* _PROVIDED PASSAGE_:
※ ※ ※

Jewish Community of Klaipėda

Contact Feliks Pozemskij, Klaipėda Jewish Community chairperson, tel. 8-650-21335 email felix.bonasta@yahoo.com

Activities of the Klaipėda Jewish Community The Klaipeda Jewish Community currently has more than 200 members. The community organizes celebrations of Jewish holidays, marks important dates on the Jewish calendar, holds cultural programs, organizes Sunday school for children and leisure activities for the elderly, and provides and distributes welfare, including money, services and material goods.

History of the Jews of Klaipėda

From the 15th to the 20th

Century Klaipeda was formerly called Memel. Jews appeared in Memel probably sometime in the 15th century, although the first historical source is from 1567. On April 20, 1567, Albrecht, Grand Herzog of East Prussia, ordered Jews to leave the city within 21 days and never to return. The ban lasted until the mid-17th century. Even after it was lifted, Jewish settlement in Memel was strictly controlled and limited.

Only in 1662 did Fredrich Wilhelm, elector of Brandenburg, grant the right to live in the city to an individual Jewish merchant. Frederich Wilhelm sought to strengthen Memel’s trade ties. Moshe Jakobson the Younger because the first legal Jewish resident of Memel. Within several years, however, he, his children and servants were exiled from the city for his overactive speculation in salt.

As late as the 18th century the ban on Jewish settlement in Memel was still in force. In 1777 Moses Mendelssohn came to Memel to trade. Besides being a merchant, he was also a famous Jewish philosopher, the spiritual father of the Jewish Haskalah (enlightenment dedicated to modernization and incorporation of secular culture in a renewed model of European Jewish life). He was also the grand-father of Felix Mendelssohn-Bartholdy, the well-known composer. Mendelssohn’s renown in Europe was of no aid to him in getting permission to settle in Memel. He was forced to live in Konigsberg.

※ ※ ※

* _EXTRACTED DATA_:
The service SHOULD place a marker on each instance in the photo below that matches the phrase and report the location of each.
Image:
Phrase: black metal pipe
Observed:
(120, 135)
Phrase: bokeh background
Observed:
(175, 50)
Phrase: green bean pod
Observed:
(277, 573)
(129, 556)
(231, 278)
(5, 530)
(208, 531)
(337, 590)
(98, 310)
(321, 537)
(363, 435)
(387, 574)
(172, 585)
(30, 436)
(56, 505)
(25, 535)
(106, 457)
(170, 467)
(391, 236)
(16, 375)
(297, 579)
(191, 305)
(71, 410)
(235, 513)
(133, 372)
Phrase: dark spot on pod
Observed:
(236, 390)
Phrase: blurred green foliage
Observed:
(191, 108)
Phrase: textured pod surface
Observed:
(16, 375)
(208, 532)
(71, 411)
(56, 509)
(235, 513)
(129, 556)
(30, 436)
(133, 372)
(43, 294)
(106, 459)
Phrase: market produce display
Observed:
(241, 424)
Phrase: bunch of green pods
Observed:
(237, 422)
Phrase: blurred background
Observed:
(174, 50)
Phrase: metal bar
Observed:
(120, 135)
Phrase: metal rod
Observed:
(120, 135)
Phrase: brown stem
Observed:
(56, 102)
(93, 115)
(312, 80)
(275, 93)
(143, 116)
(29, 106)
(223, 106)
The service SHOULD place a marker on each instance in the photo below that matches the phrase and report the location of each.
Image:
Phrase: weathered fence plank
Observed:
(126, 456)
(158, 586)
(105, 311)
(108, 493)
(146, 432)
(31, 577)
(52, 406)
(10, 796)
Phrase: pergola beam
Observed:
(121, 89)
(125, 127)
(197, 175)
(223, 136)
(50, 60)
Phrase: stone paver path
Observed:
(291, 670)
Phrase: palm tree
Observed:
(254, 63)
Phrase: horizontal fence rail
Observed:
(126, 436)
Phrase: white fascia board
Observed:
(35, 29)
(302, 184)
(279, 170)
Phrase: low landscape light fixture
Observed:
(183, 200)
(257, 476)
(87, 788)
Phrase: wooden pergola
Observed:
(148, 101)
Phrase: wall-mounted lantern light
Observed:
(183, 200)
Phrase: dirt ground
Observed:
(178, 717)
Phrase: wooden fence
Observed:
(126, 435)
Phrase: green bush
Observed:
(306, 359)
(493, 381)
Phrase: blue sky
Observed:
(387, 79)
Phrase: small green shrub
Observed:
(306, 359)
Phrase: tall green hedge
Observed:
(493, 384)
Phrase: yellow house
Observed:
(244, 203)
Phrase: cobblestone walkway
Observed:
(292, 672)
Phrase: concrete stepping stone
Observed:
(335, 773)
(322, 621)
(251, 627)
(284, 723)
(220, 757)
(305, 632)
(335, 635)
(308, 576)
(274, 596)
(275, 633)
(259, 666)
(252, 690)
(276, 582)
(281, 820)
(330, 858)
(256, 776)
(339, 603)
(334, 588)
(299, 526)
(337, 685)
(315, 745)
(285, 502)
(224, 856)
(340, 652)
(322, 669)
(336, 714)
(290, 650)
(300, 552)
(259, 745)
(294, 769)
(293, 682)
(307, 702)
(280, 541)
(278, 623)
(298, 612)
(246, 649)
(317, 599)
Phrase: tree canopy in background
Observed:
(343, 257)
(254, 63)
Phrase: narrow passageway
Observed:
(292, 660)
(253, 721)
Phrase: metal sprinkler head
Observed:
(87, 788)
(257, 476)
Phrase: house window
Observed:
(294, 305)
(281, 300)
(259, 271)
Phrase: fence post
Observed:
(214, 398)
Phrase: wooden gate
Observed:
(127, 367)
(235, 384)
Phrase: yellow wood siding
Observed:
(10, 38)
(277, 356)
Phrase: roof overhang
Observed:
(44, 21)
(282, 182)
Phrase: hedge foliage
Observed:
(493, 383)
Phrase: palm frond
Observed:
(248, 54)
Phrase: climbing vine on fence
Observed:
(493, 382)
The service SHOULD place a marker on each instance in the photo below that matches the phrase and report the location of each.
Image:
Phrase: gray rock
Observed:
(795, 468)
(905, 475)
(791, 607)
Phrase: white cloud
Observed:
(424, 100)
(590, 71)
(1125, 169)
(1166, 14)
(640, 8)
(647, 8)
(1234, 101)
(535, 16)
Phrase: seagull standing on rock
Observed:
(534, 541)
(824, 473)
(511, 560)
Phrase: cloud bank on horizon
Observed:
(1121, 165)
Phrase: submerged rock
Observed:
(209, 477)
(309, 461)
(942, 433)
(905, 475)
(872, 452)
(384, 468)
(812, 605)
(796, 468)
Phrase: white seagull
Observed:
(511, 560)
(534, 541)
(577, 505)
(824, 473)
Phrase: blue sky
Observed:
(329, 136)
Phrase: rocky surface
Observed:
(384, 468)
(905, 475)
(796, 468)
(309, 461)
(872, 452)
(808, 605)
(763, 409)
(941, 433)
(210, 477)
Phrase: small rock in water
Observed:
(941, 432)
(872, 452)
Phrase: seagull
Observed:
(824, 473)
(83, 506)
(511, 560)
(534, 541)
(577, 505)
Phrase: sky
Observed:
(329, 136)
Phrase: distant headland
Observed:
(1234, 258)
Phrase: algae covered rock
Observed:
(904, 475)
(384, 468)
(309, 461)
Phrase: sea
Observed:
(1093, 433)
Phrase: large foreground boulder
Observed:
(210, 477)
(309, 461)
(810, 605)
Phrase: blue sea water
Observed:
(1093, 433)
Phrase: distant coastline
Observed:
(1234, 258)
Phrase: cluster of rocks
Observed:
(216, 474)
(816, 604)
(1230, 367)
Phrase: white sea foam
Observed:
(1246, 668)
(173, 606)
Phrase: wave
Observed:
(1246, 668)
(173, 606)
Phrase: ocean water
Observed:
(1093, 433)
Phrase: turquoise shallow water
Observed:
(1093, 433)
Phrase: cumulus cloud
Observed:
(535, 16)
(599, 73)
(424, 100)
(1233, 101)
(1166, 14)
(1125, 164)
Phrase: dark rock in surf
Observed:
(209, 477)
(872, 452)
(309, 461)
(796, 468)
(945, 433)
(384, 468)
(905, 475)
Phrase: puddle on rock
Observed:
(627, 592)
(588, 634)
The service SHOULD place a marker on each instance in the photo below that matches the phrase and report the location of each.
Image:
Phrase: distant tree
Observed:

※ ※ ※

* _EXERCISE REQUIREMENTS_:
(1) In the piece on the Klaipėda Jewish community, swap "salt" for "timber" and give the passage again, beginning at the words "From the 15th" and stopping after "speculation in salt.".
(2) Condense the paragraph that opens "As late as the 18th century" in the piece on the Klaipėda Jewish community into a shorter version that keeps its main facts.

* _SOLUTIONS FOR EACH TASK_:
(1)
From the 15th to the 20th

Century Klaipeda was formerly called Memel. Jews appeared in Memel probably sometime in the 15th century, although the first historical source is from 1567. On April 20, 1567, Albrecht, Grand Herzog of East Prussia, ordered Jews to leave the city within 21 days and never to return. The ban lasted until the mid-17th century. Even after it was lifted, Jewish settlement in Memel was strictly controlled and limited.

Only in 1662 did Fredrich Wilhelm, elector of Brandenburg, grant the right to live in the city to an individual Jewish merchant. Frederich Wilhelm sought to strengthen Memel’s trade ties. Moshe Jakobson the Younger because the first legal Jewish resident of Memel. Within several years, however, he, his children and servants were exiled from the city for his overactive speculation in timber.

(2) In the 18th century, Jews were still banned from settling in Memel. In 1777 Moses Mendelssohn, a merchant, famous Jewish philosopher, spiritual father of the Haskalah and grandfather of the composer Felix Mendelssohn-Bartholdy, came to Memel to trade. His fame in Europe did not get him permission to settle there, and he was forced to live in Konigsberg.